### Exercise goal
After locating the line containing "Agricultural drone survey: scan the aerial photo for yellow", restate that line and each one after it exactly, through the last line of the material.

### Given entries
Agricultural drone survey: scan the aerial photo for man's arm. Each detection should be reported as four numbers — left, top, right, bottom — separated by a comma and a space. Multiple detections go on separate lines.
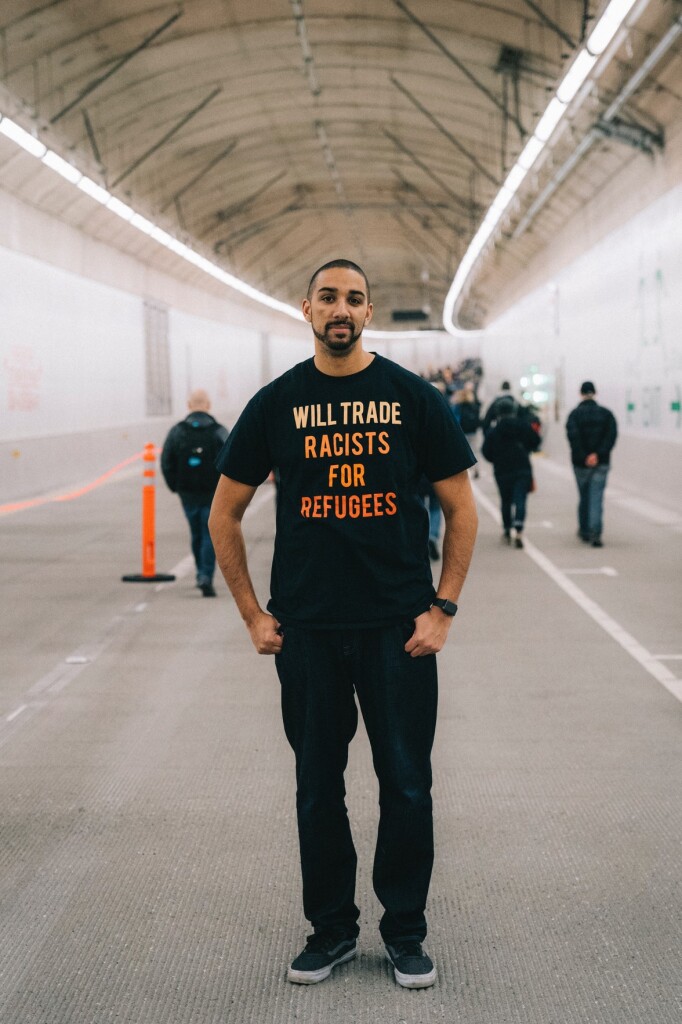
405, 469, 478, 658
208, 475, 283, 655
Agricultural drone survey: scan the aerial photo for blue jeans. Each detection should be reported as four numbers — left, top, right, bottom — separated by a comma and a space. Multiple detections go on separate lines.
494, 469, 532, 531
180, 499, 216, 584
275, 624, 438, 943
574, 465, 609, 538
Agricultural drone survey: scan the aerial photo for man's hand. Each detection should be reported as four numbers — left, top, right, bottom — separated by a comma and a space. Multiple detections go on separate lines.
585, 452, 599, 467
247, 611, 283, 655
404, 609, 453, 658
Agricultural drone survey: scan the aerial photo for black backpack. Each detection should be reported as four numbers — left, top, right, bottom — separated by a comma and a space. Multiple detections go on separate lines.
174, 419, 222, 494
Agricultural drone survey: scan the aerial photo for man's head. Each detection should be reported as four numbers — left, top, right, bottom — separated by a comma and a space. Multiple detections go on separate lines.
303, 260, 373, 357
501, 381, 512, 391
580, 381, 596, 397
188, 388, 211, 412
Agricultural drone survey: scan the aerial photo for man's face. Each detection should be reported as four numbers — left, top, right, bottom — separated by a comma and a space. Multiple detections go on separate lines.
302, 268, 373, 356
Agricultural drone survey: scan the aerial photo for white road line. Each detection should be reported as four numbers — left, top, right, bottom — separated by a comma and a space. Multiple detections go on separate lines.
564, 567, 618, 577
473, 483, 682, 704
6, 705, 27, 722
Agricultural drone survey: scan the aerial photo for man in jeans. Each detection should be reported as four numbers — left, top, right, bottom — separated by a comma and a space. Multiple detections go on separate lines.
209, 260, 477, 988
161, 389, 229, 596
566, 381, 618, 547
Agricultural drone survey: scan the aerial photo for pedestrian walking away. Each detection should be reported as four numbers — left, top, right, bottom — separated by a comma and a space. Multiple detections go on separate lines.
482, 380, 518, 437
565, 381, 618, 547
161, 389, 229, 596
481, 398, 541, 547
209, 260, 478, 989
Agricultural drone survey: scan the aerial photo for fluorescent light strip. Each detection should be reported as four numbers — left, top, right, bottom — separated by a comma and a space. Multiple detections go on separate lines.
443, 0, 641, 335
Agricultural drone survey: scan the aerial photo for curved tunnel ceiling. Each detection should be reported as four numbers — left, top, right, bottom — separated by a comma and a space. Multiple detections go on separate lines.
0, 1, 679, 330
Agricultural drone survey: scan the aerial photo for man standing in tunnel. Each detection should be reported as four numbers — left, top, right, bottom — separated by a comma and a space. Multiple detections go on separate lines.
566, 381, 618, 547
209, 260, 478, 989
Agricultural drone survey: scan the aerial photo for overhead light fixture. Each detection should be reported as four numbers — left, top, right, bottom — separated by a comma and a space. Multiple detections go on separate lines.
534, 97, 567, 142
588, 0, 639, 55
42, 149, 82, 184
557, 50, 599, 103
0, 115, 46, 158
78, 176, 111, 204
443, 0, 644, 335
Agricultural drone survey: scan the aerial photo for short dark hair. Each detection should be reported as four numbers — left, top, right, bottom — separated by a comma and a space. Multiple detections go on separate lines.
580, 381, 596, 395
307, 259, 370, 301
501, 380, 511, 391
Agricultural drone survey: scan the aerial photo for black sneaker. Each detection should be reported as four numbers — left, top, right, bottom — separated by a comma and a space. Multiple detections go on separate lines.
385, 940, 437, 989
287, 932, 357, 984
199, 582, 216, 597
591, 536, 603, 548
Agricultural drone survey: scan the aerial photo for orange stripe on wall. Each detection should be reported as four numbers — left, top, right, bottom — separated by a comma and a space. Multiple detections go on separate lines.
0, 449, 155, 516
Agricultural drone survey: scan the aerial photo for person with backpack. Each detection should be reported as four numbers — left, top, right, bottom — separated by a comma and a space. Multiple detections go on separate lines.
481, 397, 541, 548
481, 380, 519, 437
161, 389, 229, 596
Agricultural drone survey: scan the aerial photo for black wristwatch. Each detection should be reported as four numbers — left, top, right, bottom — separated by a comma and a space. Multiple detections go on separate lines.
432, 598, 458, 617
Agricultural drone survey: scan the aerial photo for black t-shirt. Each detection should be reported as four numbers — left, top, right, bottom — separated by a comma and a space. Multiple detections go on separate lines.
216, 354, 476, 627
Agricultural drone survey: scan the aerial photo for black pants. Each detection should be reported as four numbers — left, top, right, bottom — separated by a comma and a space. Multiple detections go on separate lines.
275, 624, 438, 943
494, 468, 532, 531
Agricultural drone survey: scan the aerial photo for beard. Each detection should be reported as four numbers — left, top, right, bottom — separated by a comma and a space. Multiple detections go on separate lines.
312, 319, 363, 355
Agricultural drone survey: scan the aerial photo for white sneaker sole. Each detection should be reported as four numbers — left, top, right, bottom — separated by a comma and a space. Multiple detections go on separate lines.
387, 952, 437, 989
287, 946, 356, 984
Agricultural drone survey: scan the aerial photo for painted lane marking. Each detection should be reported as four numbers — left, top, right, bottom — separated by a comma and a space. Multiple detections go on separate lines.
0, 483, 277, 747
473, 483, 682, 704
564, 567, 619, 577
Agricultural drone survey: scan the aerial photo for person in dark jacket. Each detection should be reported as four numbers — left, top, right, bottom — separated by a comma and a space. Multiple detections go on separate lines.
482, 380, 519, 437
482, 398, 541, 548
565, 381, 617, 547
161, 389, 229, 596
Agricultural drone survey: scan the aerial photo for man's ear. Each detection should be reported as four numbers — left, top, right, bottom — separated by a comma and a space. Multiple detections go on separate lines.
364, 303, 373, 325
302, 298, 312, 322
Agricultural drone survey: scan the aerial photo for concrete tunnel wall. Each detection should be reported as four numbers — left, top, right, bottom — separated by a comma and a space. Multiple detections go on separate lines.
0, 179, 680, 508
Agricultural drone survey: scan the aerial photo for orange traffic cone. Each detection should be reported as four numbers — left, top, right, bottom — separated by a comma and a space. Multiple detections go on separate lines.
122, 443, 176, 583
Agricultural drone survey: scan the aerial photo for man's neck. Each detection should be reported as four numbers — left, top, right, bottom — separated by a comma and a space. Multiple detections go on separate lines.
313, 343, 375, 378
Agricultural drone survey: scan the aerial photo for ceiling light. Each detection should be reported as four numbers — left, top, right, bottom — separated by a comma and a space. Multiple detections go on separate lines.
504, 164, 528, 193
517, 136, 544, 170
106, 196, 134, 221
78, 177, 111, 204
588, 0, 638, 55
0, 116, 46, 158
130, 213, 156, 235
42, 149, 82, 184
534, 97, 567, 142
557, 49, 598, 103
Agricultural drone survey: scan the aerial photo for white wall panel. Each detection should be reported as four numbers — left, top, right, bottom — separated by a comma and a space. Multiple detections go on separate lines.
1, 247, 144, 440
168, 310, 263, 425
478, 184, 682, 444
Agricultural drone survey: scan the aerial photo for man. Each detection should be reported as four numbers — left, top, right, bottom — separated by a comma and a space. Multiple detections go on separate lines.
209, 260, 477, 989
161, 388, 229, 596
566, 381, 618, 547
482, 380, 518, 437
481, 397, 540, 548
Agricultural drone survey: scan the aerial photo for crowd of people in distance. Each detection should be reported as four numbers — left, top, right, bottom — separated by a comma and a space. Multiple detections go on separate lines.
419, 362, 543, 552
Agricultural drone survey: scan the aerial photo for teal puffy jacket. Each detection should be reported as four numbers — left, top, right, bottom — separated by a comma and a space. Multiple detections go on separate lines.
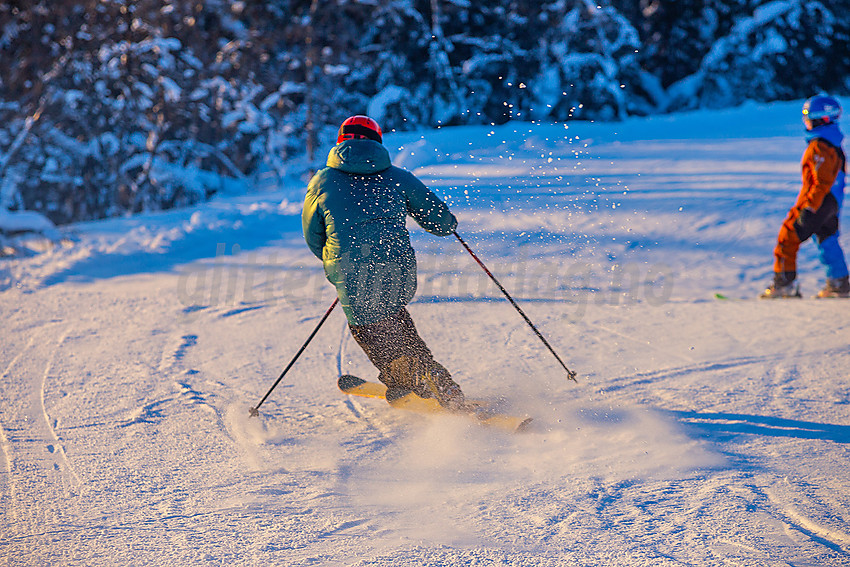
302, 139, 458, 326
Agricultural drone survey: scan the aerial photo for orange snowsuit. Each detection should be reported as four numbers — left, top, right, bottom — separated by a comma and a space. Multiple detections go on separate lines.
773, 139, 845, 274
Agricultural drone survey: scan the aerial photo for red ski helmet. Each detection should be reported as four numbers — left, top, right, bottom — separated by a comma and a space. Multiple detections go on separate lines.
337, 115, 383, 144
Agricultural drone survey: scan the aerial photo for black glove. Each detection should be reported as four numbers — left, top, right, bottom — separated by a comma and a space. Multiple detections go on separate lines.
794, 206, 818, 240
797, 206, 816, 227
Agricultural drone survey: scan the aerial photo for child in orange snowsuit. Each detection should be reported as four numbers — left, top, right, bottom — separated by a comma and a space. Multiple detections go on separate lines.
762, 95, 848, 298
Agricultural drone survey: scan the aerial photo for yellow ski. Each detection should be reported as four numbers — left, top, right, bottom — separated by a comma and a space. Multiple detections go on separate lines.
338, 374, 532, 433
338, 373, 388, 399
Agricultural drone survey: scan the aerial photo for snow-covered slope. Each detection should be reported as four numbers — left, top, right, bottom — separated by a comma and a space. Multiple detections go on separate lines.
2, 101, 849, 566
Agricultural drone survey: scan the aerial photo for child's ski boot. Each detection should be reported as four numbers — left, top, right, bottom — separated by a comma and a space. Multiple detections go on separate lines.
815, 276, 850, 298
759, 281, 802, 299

### Expected output
Agricultural drone survey: scan the aerial photo for yellow ski. Each detection should be reported as four numbers — left, top, right, bottom — separated by a comma and a space. Multiple detections go on separate lines.
338, 374, 532, 433
338, 373, 388, 399
Agricultural drone survey: scan the aerial photo for snow-covered slope. Each detection should be reported as four numbers — left, top, right, bottom — separated by a comma and a space. Multiple detections go on separate lines.
2, 101, 849, 566
Agricultural drone survey: scan the aerial photo for child's ski boot. Each detection should be reported as four numbers — left, top, right, bottom — separated by a comma and a space. Multiple detections go on separate lines.
815, 276, 850, 298
759, 281, 802, 299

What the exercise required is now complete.